**EXCERPT**
******************************

Setting up board meeting minutes that protect your association
Meeting minutes are the cheapest and most powerful piece of legal protection an HOA or COA board owns. Done right, they document the board's diligence, support the business-judgment defense, and end most records-inspection disputes before they start. Done poorly, they become the plaintiff's exhibit A in the lawsuit that ought to have been defensible.
This article walks through what good minutes look like, what they should and should not include, and the structural mistakes that cost associations real money.
What the statutes actually require
Florida Statute 718.111(12) (condominiums) and 720.303(4) (HOAs) require boards to maintain official records that include written minutes of all meetings of the board and the members. Chapter 617.1601 layers a corporate-law baseline on top of that. None of these statutes prescribe a specific minute format. They require minutes to exist, to be accessible to members on request, and to be retained at least seven years.
The flexibility is the problem. Boards reading the statute literally produce two failure modes: minutes that are too thin to be useful, or minutes that are too detailed and create unnecessary exposure.
The structural rule: minutes record actions, not arguments
A good set of minutes records, for each agenda item:
- The item discussed (one line)
- The motion made (verbatim or near-verbatim)
- The vote (who moved, who seconded, the vote tally with names)
- The action taken or not taken
A good set of minutes does not record:
- Verbatim debate
- Director X's view that director Y is an idiot
- Speculation about why a vendor missed a deadline
- The board's legal strategy in pending litigation (executive session)
The board is a deliberative body. Deliberation belongs in the meeting room. The record reflects what the body did, not the personalities and opinions that produced the result. Detailed debate transcripts get used against the association in litigation; recorded actions almost never do.
Executive session and how to keep it out of the open minutes
Florida law allows board executive sessions for: discussion with the association's attorney about pending or threatened litigation, and personnel matters involving named employees. Discussion of vendor pricing, member complaints, or capital projects does not qualify for executive session and must be in the open minutes.
When the board legitimately convenes in executive session, the open minutes should record only:
- The fact that the board entered executive session
- The narrow basis (consultation with counsel re: pending litigation, or personnel matter)
- The time entered and exited
- Any action that was ratified back into the open meeting after the session
The executive-session discussion itself is not in the minutes. The privilege depends on keeping it out.
Documenting the diligence
The business-judgment defense (and the volunteer-director immunity under Florida Statute 617.0834 and the chapter-specific overlays) protects a board that acts in good faith on informed deliberation. Minutes are how you prove "informed deliberation."

******************************

**SUPPLIED RECORDS**

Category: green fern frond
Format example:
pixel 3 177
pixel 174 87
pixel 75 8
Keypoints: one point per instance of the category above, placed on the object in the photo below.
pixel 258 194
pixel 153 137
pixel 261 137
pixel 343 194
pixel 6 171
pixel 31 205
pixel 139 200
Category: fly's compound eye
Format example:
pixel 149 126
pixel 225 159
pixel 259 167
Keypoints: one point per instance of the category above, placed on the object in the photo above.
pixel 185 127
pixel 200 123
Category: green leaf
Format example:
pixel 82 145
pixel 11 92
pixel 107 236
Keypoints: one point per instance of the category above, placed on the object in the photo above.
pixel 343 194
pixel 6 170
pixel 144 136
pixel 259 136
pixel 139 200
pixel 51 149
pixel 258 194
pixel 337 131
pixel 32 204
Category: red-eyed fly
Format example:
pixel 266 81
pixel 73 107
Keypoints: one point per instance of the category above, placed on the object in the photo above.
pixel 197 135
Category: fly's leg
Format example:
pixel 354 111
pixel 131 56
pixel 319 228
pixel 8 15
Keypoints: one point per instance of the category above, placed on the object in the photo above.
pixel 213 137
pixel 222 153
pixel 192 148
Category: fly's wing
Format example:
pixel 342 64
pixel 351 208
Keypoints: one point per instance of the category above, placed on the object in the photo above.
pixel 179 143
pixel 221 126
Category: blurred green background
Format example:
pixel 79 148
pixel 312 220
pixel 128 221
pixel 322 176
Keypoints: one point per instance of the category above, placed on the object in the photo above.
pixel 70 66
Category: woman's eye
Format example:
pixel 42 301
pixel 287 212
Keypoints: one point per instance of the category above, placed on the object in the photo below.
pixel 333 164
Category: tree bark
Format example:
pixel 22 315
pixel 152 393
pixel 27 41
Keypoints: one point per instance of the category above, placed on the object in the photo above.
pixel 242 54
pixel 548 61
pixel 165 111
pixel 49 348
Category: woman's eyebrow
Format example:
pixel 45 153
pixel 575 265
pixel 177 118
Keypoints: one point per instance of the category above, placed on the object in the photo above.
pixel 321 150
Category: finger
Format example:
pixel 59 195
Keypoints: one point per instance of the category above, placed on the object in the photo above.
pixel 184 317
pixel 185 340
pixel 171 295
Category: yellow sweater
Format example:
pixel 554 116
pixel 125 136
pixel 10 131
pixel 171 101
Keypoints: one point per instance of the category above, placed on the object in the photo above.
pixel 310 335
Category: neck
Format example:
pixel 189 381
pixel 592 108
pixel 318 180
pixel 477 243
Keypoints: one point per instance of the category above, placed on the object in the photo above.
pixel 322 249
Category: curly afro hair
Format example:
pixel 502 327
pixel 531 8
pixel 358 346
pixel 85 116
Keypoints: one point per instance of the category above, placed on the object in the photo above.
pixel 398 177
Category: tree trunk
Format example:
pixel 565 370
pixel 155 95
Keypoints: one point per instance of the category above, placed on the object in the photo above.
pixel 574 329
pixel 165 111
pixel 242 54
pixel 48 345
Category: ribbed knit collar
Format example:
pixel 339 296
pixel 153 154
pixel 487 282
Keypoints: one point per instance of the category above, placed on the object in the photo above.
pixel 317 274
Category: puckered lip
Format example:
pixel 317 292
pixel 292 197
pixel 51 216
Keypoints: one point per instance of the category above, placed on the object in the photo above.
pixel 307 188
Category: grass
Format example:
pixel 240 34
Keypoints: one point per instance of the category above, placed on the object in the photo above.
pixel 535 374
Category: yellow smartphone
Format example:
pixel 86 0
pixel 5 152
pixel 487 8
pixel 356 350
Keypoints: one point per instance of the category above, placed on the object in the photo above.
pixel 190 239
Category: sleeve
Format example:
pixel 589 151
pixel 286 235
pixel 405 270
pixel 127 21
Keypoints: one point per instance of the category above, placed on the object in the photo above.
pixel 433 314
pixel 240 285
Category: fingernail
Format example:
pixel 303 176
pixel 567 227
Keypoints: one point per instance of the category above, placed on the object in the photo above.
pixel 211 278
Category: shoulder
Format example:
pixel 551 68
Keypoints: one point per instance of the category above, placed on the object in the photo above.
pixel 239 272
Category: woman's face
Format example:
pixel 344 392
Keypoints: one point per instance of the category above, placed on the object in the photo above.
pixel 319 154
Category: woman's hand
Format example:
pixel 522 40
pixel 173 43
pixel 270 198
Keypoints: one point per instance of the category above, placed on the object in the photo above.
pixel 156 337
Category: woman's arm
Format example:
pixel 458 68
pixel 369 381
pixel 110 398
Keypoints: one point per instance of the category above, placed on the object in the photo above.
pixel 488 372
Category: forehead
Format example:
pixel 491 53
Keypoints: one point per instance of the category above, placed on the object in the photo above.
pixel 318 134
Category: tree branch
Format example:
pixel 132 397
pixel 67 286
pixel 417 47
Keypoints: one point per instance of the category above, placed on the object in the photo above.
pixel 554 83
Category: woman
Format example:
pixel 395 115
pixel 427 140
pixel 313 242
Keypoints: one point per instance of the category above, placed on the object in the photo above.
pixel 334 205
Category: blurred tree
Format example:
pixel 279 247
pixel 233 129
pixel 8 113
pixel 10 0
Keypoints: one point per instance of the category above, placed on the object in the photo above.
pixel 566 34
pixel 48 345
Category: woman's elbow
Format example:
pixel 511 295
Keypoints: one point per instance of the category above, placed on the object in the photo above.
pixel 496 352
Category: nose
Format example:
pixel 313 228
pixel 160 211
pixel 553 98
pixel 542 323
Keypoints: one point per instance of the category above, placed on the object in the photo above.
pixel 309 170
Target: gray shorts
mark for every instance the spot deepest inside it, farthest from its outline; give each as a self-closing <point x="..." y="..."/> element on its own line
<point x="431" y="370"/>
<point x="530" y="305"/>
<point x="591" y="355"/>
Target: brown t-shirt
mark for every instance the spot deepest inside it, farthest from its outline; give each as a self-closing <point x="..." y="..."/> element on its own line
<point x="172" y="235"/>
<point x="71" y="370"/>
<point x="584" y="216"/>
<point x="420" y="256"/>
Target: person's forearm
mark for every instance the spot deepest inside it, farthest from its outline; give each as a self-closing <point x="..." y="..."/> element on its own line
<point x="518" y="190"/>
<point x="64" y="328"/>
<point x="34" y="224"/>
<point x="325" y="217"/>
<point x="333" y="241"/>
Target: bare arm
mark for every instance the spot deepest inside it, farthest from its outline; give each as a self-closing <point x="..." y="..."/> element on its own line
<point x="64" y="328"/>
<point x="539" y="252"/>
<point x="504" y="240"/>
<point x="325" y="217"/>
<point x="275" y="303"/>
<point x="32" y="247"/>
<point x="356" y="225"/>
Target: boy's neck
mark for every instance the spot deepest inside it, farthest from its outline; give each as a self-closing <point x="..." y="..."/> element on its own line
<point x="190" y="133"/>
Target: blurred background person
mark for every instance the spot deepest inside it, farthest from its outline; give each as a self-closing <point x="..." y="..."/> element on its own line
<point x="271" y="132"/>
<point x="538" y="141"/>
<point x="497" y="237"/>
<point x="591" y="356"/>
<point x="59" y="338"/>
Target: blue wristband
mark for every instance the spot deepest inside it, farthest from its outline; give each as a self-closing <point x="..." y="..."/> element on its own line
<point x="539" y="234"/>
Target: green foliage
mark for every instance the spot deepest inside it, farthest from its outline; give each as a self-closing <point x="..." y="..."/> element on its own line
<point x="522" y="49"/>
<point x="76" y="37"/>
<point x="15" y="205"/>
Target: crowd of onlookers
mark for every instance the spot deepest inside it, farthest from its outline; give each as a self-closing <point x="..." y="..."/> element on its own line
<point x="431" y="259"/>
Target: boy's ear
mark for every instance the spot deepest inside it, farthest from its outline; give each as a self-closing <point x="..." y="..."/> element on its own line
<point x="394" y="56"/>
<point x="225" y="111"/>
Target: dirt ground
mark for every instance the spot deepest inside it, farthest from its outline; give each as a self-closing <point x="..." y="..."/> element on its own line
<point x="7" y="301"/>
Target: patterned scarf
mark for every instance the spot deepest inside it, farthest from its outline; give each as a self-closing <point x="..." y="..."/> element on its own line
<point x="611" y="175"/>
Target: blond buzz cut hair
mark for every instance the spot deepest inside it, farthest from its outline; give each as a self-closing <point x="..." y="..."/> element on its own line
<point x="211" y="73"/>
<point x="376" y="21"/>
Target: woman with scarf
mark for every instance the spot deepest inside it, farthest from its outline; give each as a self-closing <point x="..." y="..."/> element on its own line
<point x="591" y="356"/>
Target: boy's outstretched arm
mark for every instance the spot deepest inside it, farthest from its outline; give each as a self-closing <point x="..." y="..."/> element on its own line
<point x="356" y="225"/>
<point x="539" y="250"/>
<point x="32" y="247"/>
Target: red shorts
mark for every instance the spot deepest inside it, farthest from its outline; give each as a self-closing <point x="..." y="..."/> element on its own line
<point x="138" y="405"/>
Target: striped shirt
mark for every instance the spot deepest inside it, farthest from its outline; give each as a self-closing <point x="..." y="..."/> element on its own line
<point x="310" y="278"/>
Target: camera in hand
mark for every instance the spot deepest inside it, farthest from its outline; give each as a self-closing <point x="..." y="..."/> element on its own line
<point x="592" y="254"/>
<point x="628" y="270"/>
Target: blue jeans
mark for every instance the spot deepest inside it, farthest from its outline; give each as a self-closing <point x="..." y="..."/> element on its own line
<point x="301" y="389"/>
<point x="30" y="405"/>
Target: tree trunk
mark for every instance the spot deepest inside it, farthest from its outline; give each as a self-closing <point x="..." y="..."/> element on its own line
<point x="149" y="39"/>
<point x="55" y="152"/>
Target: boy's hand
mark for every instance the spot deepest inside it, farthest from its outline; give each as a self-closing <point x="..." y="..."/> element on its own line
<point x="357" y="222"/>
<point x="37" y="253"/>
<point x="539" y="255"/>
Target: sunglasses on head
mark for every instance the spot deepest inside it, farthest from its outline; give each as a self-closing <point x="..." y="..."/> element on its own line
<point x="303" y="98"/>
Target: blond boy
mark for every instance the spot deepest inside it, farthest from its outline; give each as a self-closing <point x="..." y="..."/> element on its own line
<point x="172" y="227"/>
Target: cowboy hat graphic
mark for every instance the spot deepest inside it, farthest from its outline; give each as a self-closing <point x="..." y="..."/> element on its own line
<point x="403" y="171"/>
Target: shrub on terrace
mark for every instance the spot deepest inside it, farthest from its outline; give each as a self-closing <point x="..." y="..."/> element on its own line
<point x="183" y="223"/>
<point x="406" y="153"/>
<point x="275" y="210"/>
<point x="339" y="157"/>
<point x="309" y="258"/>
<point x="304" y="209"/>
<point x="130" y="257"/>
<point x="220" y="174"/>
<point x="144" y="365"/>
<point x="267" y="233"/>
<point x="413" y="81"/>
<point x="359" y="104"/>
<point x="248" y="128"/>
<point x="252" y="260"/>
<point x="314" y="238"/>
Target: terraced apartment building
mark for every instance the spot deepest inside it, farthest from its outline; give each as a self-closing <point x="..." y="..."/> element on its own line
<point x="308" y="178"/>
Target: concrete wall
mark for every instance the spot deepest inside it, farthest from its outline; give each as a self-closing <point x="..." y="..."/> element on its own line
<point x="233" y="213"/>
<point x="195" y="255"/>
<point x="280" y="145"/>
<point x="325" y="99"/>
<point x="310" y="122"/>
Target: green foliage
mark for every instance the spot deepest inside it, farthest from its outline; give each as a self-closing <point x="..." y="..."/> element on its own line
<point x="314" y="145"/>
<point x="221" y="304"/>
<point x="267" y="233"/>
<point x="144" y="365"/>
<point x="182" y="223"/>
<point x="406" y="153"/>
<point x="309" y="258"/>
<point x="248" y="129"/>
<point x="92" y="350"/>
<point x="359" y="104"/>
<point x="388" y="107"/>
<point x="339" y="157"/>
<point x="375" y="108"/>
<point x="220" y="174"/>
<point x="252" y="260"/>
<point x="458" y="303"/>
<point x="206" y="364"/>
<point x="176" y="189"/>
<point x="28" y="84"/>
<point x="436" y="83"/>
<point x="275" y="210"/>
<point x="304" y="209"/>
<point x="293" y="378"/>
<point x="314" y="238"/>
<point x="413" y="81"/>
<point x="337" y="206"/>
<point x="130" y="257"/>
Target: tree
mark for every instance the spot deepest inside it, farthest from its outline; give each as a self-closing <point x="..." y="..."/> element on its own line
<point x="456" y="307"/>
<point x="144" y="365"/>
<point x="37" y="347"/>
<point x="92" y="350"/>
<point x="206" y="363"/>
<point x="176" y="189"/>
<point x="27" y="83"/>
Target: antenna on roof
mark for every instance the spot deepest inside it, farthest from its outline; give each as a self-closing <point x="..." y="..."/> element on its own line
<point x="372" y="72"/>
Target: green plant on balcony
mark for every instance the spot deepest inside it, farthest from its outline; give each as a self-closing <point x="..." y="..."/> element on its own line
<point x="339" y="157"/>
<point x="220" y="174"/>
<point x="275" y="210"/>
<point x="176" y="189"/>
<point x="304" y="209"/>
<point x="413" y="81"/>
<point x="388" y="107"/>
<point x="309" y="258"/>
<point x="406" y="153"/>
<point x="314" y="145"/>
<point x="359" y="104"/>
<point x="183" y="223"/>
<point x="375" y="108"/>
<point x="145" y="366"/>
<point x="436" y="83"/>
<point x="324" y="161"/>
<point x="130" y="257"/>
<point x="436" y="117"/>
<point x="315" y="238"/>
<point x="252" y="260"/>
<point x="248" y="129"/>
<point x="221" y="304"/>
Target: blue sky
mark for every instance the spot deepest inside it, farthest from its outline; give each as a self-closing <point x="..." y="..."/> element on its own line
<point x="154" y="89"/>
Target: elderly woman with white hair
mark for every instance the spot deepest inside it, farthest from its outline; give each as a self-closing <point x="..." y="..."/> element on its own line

******************************

**WHAT YOU WILL DO**
[1] In the article on board meeting minutes, for how long must minutes be retained?
[2] Copy the passage of the article on board meeting minutes from "Executive session and how" to "the open minutes.".
Rely only on the article on board meeting minutes, not on the lines.

**IN RESPONSE**
[1] At least seven years.

[2]
Executive session and how to keep it out of the open minutes
Florida law allows board executive sessions for: discussion with the association's attorney about pending or threatened litigation, and personnel matters involving named employees. Discussion of vendor pricing, member complaints, or capital projects does not qualify for executive session and must be in the open minutes.